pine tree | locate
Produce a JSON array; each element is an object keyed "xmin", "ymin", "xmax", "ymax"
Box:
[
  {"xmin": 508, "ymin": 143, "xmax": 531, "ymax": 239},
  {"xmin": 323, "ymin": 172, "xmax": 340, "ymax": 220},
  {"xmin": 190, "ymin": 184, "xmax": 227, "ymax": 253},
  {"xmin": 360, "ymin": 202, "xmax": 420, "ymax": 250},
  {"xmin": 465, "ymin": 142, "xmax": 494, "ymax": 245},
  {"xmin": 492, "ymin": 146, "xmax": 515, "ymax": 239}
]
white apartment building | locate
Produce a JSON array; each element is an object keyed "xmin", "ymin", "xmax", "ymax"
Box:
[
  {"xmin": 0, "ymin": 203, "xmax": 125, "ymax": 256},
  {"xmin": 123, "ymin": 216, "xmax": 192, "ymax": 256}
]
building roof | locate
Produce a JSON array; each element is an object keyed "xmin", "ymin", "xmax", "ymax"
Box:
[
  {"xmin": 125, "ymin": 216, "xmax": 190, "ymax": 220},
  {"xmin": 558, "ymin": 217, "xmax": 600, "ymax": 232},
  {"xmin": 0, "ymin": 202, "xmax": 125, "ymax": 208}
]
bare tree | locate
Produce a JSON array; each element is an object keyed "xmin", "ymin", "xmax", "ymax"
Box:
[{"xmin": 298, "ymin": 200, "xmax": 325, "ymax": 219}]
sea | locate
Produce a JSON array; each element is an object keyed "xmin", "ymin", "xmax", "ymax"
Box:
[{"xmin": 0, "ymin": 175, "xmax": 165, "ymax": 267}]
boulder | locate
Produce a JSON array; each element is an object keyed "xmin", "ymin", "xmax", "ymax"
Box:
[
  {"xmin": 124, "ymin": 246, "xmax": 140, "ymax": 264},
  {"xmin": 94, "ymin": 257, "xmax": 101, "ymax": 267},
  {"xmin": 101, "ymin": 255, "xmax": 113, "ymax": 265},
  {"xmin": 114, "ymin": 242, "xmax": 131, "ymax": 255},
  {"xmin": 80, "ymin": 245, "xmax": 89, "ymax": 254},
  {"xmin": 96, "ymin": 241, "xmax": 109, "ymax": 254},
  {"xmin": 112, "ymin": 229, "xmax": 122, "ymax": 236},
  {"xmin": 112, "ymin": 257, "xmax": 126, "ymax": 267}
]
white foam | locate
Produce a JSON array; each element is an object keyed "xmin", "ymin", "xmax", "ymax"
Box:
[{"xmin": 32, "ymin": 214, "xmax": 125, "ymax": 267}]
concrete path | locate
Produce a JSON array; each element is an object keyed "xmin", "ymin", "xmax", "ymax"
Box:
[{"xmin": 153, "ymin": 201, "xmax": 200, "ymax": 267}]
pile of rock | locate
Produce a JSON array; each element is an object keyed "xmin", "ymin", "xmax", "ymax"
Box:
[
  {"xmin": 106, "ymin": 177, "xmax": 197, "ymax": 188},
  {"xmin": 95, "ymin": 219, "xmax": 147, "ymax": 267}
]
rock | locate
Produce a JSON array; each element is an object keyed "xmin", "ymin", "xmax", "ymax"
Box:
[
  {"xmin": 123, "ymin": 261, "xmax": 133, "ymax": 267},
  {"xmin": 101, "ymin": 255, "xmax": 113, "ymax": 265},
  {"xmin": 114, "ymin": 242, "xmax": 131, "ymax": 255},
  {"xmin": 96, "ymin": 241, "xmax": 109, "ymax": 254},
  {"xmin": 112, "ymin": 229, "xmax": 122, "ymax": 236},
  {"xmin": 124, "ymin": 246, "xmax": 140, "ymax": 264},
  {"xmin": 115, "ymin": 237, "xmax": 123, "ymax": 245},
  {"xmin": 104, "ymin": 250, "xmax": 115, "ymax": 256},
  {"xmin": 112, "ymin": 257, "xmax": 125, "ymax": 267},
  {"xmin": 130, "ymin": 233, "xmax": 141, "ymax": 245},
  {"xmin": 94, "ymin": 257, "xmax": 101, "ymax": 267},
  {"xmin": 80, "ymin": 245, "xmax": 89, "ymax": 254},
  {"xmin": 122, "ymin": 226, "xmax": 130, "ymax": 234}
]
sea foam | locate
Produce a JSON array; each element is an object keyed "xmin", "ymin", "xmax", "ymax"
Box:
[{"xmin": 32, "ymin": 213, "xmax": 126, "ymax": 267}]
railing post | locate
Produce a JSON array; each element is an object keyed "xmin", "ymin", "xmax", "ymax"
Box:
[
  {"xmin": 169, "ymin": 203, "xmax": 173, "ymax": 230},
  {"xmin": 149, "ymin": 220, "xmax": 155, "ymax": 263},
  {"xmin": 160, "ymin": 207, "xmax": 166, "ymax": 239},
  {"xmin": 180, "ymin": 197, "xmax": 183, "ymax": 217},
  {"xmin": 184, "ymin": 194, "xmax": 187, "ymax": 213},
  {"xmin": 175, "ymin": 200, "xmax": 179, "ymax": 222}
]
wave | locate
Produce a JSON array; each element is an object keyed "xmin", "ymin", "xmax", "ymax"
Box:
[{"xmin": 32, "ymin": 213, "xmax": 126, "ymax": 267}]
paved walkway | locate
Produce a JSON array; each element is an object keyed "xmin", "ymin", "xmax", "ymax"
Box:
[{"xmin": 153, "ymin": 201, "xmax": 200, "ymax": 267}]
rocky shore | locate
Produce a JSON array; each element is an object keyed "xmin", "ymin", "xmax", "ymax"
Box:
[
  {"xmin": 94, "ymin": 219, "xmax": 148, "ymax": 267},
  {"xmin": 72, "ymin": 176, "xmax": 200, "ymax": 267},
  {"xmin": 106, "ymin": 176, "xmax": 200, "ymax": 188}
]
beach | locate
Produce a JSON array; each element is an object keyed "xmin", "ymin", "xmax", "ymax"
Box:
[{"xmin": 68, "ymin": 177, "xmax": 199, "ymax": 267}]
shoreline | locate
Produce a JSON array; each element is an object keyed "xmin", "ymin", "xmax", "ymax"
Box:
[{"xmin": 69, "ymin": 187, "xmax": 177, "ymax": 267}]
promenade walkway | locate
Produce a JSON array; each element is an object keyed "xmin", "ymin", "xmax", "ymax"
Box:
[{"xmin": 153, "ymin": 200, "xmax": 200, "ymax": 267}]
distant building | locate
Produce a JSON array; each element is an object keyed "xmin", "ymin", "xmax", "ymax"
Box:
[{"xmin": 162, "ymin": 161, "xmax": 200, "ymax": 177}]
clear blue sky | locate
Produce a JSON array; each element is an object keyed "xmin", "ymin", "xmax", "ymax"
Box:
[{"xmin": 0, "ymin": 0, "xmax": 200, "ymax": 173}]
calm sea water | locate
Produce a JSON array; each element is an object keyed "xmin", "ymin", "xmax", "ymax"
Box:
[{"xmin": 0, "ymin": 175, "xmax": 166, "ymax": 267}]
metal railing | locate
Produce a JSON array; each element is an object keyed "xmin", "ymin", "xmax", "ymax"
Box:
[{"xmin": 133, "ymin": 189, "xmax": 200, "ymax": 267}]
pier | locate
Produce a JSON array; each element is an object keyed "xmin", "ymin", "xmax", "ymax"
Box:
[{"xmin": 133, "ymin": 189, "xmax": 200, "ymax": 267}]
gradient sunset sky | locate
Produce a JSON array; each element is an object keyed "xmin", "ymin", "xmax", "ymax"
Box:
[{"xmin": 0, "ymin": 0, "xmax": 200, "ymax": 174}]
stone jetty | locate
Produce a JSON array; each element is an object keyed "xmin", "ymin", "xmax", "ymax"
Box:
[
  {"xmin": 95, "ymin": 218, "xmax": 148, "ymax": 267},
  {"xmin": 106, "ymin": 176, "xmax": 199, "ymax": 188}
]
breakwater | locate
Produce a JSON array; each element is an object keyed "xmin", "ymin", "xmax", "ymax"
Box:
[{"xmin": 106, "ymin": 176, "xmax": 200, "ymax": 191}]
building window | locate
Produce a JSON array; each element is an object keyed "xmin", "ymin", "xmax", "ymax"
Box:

###

▶ [Exercise description]
Rewrite the stretch of the listing from the line containing "pier | locate" through the end of the listing, with "stone jetty" replaced by "rock jetty" and everything else left unchanged.

▶ [Answer to the task]
pier | locate
Produce a JSON array; each element is an object keyed "xmin", "ymin", "xmax", "ymax"
Box:
[{"xmin": 133, "ymin": 189, "xmax": 200, "ymax": 267}]
gradient sunset sky | locate
Produce a JSON array; each element is an object keyed "xmin", "ymin", "xmax", "ymax"
Box:
[{"xmin": 0, "ymin": 0, "xmax": 200, "ymax": 174}]
rock jetty | locate
Produce a JSON array; each element is an object keyed "xmin", "ymin", "xmax", "ymax"
Box:
[
  {"xmin": 95, "ymin": 218, "xmax": 148, "ymax": 267},
  {"xmin": 106, "ymin": 176, "xmax": 199, "ymax": 188}
]
breakwater | locate
Produce a JSON array; each element is an object keyed "xmin", "ymin", "xmax", "ymax"
Box:
[{"xmin": 106, "ymin": 176, "xmax": 200, "ymax": 191}]
building window | locate
Produce a JSON array; each element is an object keyed "xmin", "ymin", "xmax", "ymax"
Box:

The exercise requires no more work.